| Given request |
Reproduce in full, word for word, the following passage on Glencore's proposed acquisition of Exxaro Base Metals Namibia.

| Page extract |
──────────────────────────────

Parties to the transaction
The primary acquiring firm is WILRU One Hundred and Thirty Four (Pty) Ltd (“WILRU 134”). WILRU 134 has its registered address in Windhoek, Namibia and it is wholly-owned by Glencore International AG (“GIAG”). GIAG is a wholly-owned subsidiary of Glencore plc (“Glencore”). Glencore is not controlled by any firm and is listed on both the London and Hong Kong stock exchanges.
Glencore’s activities include amongst others the worldwide production, refining, transporting, storing and supply of metals, minerals, energy products and agricultural products. Relevant to this transaction is that Glencore, through its subsidiaries, is involved in the zinc and lead market, as Glencore engages in the sales of zinc and lead metals which are produced from concentrates processed through their subsidiaries’ facilities as well as through arrangements with other companies.
The primary target firm is Exxaro Base Metals Namibia (Pty) Ltd (“Exxaro BMN”), a wholly-owned subsidiary of Exxaro Resources. Exxaro BMN holds a 99.9% shareholding in Rosh Pinah Mine Holdings (Pty) Ltd (“Rosh Pinah”) which holds a 4.25% shareholding in Rosh Pinah Zinc Corporation (Pty) Ltd (“RPZC”) located in Namibia. Exxaro BMN carries out zinc and lead ore mining and beneficiation through its effective 50.04% shareholding in RPZC.
Proposed transaction
In terms of the proposed transaction, Glencore Finance (Bermuda) Limited (“GFB”) and WILRU 134 will ultimately acquire 100% of the shares in Exxaro BMN from Exxaro Base Metals and Industrial Metals Holdings.

──────────────────────────────

| Dataset |
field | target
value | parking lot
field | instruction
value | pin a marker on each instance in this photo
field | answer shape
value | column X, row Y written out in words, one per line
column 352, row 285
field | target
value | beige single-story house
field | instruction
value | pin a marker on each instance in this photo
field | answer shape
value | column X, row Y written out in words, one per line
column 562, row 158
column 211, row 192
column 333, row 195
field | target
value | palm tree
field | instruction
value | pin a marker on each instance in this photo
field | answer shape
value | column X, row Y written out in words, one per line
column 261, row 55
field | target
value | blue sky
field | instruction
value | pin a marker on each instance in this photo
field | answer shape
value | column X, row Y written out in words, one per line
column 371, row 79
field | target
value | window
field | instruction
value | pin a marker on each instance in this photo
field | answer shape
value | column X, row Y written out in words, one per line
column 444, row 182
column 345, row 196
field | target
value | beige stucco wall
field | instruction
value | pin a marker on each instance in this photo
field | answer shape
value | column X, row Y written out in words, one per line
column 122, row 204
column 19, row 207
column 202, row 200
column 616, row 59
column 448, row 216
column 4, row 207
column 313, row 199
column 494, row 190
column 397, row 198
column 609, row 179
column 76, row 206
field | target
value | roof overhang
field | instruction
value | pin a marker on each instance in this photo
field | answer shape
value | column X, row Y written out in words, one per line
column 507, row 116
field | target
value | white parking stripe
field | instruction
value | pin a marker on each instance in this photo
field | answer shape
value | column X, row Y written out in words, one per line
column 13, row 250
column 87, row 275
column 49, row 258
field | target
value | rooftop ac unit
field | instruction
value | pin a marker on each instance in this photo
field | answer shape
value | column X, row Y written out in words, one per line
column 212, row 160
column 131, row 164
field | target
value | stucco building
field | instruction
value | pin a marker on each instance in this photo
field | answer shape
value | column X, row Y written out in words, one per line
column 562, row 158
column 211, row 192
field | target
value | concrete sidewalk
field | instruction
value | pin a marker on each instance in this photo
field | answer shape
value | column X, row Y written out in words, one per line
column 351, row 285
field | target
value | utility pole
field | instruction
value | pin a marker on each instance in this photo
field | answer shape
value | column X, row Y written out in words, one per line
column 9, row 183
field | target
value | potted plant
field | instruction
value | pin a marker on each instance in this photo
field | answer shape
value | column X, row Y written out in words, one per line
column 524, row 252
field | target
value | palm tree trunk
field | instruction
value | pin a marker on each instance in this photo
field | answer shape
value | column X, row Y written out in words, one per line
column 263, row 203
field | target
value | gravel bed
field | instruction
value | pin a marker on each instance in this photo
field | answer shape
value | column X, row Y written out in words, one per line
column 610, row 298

──────────────────────────────

| Finished answer |
Parties to the transaction
The primary acquiring firm is WILRU One Hundred and Thirty Four (Pty) Ltd (“WILRU 134”). WILRU 134 has its registered address in Windhoek, Namibia and it is wholly-owned by Glencore International AG (“GIAG”). GIAG is a wholly-owned subsidiary of Glencore plc (“Glencore”). Glencore is not controlled by any firm and is listed on both the London and Hong Kong stock exchanges.
Glencore’s activities include amongst others the worldwide production, refining, transporting, storing and supply of metals, minerals, energy products and agricultural products. Relevant to this transaction is that Glencore, through its subsidiaries, is involved in the zinc and lead market, as Glencore engages in the sales of zinc and lead metals which are produced from concentrates processed through their subsidiaries’ facilities as well as through arrangements with other companies.
The primary target firm is Exxaro Base Metals Namibia (Pty) Ltd (“Exxaro BMN”), a wholly-owned subsidiary of Exxaro Resources. Exxaro BMN holds a 99.9% shareholding in Rosh Pinah Mine Holdings (Pty) Ltd (“Rosh Pinah”) which holds a 4.25% shareholding in Rosh Pinah Zinc Corporation (Pty) Ltd (“RPZC”) located in Namibia. Exxaro BMN carries out zinc and lead ore mining and beneficiation through its effective 50.04% shareholding in RPZC.
Proposed transaction
In terms of the proposed transaction, Glencore Finance (Bermuda) Limited (“GFB”) and WILRU 134 will ultimately acquire 100% of the shares in Exxaro BMN from Exxaro Base Metals and Industrial Metals Holdings.